See Menage, _Origines de la Langue Francoise_, Paris, 1650, in verb.
"Cornard." I have only seen Reiff's edition of Artemidorus, 8vo. Lipsiae,
1805. His illustrations of the passage (far too numerous to be quoted)
seem to be curious, and likely to repay the reader for the trouble of
examination. His note commences with a reference to Olaus Borrichius,
_Antiqua Urb. Rom. facies_:--

"Alexander Magnus ....successores ejus..... in nummis omnes
cornuti quasi Jovii, honore utique manifesto, donee cornuum
decus in ludibria uxoriorum vertit somnorum interpres

On which he observes,--

"Bene. Nam ante Artimidorium nullus, quod sciam, hujus scommatis
mentionem fecit. Quod enim Traug. Fred. Benedict. ad Ciceron.
_Epist. ad Div._ 7.24. ad voc. 'Cipius' conjecit, id paullo
audientus mihi videtur conjecisse."

#### [DATA EXCERPT]
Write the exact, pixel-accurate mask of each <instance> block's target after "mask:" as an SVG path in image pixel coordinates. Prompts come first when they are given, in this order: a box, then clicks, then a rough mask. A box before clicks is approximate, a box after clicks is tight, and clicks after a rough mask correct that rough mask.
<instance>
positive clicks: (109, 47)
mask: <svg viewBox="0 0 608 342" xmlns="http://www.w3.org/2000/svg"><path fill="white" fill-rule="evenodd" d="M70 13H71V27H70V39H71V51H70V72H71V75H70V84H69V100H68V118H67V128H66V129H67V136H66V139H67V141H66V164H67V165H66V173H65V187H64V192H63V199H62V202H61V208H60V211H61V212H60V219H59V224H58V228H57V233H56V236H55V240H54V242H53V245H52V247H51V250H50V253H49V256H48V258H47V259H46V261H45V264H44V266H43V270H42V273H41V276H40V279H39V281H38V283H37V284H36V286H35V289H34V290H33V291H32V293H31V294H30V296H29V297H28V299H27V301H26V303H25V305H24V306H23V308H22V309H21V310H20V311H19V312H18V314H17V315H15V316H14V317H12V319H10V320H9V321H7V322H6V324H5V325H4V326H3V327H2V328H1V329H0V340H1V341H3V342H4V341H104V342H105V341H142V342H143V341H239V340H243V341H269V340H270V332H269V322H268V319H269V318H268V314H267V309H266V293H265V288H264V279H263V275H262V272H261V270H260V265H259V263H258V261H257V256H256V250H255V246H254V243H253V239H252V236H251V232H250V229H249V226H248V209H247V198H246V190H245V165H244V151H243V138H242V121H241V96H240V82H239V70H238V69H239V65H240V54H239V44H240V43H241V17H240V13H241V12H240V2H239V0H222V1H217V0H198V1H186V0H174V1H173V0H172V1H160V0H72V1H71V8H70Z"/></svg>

#### [TASK TO COMPLETE]
In the note on "Cornard" above, which edition of Artemidorus does the writer say is the only one he has seen?

#### [REPLY TO THE TASK]
Reiff's edition, octavo, printed at Leipzig (Lipsiae) in 1805.